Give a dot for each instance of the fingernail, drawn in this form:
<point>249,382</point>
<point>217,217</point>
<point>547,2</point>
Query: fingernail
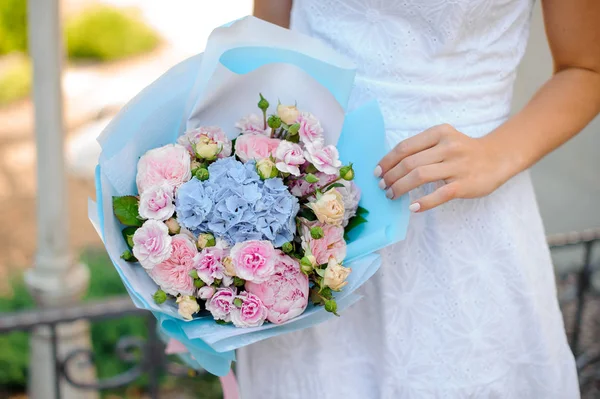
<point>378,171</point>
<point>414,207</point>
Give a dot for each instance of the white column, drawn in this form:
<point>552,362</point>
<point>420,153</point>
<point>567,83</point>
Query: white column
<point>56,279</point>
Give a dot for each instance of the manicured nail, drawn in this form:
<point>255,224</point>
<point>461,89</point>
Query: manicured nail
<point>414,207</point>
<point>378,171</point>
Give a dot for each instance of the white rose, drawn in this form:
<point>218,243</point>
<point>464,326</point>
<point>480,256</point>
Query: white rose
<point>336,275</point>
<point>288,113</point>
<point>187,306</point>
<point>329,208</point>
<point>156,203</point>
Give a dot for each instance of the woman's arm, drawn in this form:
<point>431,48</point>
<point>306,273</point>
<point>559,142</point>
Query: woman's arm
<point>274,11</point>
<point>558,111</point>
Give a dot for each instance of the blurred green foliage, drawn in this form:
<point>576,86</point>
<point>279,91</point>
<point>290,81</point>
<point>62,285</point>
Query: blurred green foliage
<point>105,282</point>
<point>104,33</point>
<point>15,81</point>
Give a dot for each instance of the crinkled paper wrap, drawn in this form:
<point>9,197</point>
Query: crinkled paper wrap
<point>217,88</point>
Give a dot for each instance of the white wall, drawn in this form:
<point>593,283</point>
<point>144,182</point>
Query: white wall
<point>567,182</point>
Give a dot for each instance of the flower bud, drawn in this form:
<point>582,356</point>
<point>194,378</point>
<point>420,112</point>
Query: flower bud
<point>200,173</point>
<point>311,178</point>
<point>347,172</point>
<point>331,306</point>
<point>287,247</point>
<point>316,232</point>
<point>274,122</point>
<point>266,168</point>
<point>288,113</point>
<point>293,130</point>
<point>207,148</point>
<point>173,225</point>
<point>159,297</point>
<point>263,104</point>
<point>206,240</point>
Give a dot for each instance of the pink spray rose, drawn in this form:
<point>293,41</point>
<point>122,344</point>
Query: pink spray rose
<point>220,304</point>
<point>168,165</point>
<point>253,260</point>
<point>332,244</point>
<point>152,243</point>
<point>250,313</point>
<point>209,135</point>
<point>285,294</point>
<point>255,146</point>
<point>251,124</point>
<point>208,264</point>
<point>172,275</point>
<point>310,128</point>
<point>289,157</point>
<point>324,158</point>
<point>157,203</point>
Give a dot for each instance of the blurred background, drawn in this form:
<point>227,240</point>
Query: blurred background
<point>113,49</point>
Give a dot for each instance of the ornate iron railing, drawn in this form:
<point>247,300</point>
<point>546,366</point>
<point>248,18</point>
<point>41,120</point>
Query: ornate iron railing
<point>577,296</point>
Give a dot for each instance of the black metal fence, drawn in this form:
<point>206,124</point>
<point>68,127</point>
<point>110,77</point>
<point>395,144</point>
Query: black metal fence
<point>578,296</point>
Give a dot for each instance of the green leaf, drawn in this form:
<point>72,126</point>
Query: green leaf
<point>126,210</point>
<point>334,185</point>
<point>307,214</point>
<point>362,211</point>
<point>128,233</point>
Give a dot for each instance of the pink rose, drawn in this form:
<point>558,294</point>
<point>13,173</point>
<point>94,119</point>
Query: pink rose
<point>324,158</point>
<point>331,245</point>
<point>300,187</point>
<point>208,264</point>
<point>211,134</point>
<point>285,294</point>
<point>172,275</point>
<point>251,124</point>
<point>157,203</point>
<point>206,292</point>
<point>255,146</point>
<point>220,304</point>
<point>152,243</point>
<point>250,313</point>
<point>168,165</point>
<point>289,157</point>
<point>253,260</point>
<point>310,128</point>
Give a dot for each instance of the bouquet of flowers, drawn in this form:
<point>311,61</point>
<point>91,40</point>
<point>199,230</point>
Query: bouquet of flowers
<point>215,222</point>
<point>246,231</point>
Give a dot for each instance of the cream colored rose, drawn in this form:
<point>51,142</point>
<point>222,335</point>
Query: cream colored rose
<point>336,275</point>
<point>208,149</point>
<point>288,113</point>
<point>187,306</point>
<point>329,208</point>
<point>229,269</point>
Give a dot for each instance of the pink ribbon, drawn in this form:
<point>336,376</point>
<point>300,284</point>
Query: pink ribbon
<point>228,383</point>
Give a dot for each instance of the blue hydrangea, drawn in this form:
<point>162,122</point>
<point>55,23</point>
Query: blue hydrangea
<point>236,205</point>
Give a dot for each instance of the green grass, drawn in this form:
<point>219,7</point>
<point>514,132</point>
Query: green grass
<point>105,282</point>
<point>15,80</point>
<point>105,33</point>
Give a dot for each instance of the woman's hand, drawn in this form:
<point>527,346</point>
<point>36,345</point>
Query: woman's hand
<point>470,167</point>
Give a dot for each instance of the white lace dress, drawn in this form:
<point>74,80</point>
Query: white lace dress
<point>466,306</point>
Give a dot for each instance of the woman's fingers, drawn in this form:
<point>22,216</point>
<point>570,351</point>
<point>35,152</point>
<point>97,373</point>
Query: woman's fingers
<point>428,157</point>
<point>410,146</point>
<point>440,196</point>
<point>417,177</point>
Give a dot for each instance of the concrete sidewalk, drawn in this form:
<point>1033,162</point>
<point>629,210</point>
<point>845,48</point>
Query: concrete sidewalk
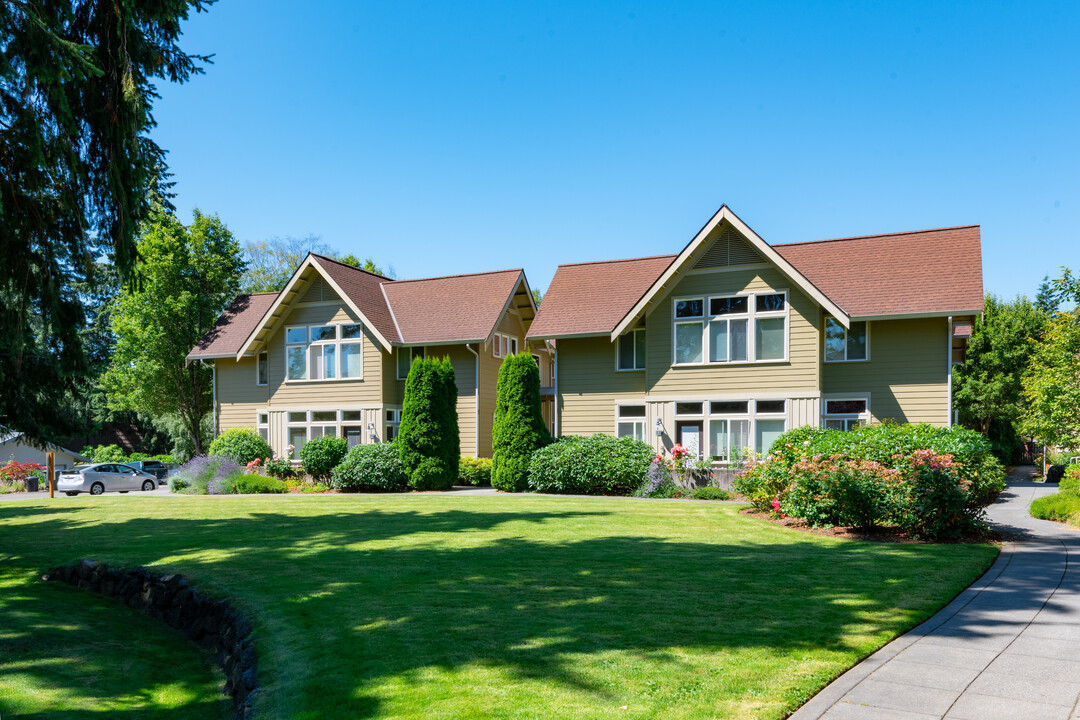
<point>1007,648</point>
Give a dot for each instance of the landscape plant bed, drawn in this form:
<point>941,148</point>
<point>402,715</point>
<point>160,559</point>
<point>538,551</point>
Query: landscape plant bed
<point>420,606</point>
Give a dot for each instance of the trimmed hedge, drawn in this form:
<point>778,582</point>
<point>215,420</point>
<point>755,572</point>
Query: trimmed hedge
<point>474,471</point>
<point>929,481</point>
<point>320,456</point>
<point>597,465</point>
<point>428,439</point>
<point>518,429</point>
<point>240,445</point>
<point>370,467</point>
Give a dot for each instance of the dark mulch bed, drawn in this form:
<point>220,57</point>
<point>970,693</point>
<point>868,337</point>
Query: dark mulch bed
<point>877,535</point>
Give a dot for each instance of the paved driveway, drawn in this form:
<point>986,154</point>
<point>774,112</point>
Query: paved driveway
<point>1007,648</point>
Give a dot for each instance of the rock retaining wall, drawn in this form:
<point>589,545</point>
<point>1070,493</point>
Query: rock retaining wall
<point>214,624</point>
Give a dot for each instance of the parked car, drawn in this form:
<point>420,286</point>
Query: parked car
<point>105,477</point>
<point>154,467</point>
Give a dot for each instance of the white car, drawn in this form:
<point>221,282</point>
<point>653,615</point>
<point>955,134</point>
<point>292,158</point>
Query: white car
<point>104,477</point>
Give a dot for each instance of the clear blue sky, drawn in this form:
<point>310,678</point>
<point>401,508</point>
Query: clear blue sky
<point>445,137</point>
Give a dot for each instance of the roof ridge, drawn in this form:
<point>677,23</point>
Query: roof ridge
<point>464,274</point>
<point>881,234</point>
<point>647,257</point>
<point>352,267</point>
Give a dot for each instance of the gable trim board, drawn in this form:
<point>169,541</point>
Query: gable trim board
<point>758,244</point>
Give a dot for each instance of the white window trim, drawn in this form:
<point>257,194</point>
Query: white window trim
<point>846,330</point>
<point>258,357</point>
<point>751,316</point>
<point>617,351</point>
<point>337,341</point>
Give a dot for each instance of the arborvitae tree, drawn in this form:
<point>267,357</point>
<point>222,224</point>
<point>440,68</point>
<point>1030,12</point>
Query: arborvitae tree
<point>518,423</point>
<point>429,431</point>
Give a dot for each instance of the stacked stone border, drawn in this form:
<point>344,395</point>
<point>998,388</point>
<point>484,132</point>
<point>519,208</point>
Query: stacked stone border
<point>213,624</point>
_ _ _ _ _ _ _
• **Your assignment**: Beginning with the first line of the records, write out every line up to and including the one with "<point>461,89</point>", exactly, and omit all pictures.

• **Solution**:
Give a dot for each instance of the fingernail, drawn in this form:
<point>249,382</point>
<point>217,217</point>
<point>547,2</point>
Query: fingernail
<point>378,171</point>
<point>414,207</point>
Give a dot for each instance of the white column, drawn in this form:
<point>552,362</point>
<point>420,153</point>
<point>567,83</point>
Query: white column
<point>56,279</point>
Give a dot for each instance of the manicured nail, drawn in this form:
<point>255,224</point>
<point>461,89</point>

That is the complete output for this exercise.